MATERIAL PROVIDED —
_ _ _

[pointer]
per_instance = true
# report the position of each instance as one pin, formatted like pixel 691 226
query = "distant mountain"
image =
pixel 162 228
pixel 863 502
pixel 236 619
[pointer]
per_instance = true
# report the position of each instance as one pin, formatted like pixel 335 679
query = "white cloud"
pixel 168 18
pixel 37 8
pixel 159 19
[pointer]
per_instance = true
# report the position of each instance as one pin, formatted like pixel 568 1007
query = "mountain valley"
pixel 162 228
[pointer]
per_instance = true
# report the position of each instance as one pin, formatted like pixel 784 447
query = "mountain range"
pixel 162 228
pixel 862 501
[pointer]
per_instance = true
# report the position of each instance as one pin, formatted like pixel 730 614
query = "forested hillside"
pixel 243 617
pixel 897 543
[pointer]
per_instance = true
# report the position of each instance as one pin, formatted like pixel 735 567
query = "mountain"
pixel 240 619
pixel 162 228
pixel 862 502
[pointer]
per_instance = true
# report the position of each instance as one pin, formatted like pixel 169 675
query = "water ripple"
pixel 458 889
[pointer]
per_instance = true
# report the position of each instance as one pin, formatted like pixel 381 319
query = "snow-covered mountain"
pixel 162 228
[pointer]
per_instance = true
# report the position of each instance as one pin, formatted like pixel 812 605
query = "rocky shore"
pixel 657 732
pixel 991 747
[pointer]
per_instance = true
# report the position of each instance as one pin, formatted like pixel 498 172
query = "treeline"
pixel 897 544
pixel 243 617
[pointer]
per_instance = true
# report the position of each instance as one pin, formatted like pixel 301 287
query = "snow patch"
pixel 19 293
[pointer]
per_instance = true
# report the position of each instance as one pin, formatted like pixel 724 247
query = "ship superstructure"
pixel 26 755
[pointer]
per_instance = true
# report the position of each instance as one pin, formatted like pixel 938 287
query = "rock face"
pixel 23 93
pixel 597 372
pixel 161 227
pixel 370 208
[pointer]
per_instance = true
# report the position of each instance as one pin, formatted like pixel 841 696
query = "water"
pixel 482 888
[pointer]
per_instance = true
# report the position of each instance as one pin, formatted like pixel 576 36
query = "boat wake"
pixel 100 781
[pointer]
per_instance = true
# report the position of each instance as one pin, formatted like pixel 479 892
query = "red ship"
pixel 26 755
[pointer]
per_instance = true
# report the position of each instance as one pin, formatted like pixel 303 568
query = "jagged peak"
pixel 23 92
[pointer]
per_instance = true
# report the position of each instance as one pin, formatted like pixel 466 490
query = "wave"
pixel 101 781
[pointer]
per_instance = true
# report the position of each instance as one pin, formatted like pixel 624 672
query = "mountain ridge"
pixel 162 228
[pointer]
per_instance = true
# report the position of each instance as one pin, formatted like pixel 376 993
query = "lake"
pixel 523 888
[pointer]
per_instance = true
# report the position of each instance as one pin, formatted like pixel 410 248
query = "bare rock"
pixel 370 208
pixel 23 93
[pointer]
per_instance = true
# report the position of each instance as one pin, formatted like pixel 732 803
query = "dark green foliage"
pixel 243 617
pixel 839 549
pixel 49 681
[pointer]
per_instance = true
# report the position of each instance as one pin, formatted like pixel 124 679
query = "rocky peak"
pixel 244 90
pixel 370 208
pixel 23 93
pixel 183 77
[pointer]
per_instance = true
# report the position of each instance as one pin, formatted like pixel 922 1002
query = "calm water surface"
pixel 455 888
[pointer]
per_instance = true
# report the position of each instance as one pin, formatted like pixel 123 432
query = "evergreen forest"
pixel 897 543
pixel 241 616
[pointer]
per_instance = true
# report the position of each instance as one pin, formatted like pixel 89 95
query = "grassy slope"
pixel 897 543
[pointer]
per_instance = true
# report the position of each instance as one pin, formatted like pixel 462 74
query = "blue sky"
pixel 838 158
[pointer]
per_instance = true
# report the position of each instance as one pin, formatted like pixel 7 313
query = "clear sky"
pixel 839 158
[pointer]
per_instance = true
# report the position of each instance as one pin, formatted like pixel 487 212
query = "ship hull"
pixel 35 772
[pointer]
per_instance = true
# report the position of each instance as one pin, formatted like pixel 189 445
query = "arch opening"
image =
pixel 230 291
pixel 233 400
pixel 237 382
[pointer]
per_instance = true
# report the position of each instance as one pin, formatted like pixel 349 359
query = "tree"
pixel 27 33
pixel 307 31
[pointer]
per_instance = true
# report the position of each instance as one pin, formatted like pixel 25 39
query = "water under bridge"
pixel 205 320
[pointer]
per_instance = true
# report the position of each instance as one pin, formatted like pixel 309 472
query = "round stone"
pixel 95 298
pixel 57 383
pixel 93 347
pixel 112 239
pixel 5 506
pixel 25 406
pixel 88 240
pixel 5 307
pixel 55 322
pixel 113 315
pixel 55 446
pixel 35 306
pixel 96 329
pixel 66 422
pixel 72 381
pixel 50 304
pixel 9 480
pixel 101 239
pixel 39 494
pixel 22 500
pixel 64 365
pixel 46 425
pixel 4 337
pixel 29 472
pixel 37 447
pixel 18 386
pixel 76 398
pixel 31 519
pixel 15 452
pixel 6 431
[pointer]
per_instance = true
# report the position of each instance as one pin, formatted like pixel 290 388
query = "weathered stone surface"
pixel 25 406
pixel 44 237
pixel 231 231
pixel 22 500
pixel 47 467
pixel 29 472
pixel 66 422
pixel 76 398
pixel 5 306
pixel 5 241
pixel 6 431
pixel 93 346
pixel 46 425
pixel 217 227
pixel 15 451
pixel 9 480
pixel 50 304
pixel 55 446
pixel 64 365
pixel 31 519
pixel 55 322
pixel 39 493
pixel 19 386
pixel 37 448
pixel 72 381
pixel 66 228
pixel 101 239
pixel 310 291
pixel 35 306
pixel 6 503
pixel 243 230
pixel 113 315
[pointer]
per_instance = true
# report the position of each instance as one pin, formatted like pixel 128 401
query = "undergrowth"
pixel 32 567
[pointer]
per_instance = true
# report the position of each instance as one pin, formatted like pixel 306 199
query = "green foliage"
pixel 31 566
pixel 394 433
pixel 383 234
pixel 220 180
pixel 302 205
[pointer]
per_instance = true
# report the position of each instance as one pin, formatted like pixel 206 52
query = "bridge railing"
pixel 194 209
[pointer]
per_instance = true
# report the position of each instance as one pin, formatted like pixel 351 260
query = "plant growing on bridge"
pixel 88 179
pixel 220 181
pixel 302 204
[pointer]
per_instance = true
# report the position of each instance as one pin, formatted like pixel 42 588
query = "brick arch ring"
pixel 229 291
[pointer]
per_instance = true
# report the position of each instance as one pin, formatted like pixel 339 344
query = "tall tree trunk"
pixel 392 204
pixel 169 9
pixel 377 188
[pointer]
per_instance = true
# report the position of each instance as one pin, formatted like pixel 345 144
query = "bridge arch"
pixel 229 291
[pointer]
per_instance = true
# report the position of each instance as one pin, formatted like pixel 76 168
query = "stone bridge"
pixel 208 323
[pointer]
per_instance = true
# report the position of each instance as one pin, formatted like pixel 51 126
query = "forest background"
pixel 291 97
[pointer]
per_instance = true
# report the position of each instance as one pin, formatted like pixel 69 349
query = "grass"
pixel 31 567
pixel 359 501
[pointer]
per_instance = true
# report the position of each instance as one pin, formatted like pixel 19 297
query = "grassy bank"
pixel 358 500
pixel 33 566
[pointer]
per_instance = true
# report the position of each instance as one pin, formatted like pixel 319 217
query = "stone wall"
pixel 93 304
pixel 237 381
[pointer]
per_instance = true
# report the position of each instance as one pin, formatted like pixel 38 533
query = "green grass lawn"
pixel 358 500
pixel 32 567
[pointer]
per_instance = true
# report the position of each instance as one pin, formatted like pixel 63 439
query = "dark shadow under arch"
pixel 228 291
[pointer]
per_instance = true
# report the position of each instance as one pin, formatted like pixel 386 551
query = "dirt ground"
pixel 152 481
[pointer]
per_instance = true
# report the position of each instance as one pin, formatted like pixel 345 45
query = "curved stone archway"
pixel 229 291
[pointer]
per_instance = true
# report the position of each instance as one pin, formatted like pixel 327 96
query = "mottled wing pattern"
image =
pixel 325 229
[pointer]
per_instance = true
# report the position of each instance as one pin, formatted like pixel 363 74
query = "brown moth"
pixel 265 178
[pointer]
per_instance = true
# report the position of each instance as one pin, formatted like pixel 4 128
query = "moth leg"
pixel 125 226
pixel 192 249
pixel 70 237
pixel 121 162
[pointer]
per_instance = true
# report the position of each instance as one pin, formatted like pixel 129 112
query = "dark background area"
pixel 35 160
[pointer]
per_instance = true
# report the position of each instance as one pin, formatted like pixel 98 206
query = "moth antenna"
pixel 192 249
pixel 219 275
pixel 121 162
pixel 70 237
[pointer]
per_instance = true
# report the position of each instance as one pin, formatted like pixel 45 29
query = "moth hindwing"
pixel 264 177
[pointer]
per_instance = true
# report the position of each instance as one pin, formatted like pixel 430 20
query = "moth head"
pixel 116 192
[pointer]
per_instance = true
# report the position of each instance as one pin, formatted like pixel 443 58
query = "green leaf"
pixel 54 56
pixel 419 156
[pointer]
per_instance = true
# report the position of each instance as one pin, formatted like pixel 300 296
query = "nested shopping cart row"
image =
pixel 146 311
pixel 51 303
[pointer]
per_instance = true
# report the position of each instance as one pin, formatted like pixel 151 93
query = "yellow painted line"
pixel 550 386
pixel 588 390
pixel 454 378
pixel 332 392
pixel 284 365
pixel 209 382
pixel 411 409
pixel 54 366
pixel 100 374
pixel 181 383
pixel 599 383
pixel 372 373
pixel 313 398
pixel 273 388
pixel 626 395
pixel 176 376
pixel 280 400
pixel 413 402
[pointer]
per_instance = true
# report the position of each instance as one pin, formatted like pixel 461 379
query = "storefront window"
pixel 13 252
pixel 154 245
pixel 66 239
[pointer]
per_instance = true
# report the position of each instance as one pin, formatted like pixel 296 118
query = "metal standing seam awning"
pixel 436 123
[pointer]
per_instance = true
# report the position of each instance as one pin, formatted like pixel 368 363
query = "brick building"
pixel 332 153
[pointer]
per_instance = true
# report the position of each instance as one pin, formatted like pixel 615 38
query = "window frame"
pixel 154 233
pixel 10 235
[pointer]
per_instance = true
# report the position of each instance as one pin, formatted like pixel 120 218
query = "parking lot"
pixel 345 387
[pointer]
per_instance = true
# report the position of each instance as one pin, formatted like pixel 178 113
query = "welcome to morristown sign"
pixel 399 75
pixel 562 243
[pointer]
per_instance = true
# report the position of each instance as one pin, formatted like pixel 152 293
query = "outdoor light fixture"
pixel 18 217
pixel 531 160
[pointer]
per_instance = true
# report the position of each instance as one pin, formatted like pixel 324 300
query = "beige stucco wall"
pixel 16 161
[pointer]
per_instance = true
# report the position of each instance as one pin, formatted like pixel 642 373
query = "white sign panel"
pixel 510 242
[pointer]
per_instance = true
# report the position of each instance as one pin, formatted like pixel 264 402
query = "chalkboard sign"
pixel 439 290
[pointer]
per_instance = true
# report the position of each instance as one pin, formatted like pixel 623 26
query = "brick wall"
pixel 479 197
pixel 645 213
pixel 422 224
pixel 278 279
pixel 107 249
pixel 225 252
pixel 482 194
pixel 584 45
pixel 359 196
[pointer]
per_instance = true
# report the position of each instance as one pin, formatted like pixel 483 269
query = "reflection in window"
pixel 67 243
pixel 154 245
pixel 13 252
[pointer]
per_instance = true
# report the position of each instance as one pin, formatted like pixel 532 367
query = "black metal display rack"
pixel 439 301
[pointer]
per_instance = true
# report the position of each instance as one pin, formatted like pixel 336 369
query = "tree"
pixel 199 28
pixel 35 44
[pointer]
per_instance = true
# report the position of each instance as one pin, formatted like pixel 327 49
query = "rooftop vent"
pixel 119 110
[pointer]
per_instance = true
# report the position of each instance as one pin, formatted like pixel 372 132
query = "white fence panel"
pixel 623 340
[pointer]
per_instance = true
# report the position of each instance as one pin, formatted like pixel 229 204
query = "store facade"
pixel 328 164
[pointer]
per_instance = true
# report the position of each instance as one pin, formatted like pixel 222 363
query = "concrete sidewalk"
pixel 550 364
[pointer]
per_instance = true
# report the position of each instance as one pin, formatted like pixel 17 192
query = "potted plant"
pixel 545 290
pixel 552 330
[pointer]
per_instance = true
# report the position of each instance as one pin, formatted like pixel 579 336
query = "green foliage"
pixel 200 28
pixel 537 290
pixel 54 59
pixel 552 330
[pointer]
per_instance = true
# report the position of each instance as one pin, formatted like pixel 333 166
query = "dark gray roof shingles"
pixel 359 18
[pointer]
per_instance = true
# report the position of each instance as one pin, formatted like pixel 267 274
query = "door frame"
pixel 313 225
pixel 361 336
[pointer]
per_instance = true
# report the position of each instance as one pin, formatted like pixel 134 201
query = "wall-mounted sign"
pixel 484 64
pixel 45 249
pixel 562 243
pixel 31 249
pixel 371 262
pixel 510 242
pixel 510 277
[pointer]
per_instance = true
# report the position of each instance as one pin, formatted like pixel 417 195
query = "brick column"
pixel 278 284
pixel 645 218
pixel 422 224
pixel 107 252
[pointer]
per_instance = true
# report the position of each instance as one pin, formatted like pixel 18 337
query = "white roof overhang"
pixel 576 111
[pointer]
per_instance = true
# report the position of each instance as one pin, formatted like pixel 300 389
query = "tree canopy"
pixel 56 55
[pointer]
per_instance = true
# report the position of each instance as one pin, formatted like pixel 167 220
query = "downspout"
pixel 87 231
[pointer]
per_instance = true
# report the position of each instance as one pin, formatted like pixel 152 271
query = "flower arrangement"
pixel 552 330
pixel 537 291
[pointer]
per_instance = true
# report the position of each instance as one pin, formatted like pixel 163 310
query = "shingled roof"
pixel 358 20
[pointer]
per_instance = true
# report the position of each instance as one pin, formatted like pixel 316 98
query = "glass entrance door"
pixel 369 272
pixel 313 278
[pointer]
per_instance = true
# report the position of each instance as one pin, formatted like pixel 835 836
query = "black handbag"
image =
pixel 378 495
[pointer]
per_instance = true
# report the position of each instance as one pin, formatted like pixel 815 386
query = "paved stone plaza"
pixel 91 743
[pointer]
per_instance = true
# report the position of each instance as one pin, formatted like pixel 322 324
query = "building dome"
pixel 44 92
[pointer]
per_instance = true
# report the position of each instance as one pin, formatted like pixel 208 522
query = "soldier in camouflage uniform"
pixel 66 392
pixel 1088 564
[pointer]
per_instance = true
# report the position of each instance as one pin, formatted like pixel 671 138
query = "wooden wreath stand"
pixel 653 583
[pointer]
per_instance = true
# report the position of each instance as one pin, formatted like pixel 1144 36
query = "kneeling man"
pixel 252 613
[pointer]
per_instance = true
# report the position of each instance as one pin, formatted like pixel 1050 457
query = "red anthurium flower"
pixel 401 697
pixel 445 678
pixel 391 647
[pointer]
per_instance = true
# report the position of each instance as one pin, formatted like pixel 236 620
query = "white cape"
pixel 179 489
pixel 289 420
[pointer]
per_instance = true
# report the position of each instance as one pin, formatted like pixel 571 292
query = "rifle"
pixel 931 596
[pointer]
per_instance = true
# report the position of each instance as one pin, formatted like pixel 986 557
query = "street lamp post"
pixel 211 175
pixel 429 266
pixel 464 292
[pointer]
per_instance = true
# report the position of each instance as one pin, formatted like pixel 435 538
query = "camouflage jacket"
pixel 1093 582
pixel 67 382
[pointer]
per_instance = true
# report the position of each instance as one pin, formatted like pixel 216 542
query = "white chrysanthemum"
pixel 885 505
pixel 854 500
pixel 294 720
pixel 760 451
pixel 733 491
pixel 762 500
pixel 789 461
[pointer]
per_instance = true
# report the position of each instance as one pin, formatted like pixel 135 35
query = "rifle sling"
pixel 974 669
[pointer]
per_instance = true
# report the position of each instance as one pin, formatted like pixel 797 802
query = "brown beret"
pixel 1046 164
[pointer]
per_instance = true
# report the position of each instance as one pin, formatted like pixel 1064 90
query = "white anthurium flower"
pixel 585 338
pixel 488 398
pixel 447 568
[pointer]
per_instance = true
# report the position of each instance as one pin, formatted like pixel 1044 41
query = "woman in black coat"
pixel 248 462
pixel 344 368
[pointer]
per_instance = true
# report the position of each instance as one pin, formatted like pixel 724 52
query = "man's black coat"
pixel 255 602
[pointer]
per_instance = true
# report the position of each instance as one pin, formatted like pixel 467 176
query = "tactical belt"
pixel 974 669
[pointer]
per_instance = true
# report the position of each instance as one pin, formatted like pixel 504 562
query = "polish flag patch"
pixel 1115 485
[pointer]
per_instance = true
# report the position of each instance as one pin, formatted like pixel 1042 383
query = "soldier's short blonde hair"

_ _ _

WHAT THE TASK ASKS — Each line from the top of the records above through the line containing "pixel 730 614" needs to be transcribed exactly, and no line after it.

WRITTEN RESPONSE —
[pointer]
per_instance = true
# report the position of each instance as one pin, formatted like pixel 691 226
query = "distant mountain"
image =
pixel 162 228
pixel 863 502
pixel 236 619
[pointer]
per_instance = true
# report the position of each instance as one pin, formatted like pixel 335 679
query = "white cloud"
pixel 168 18
pixel 37 8
pixel 159 19
[pointer]
per_instance = true
# report the position of each instance as one pin, formatted like pixel 568 1007
query = "mountain valley"
pixel 162 228
[pointer]
per_instance = true
# report the position of each instance as one pin, formatted like pixel 784 447
query = "mountain range"
pixel 162 228
pixel 862 501
[pointer]
per_instance = true
# report the position of each instance as one pin, formatted like pixel 730 614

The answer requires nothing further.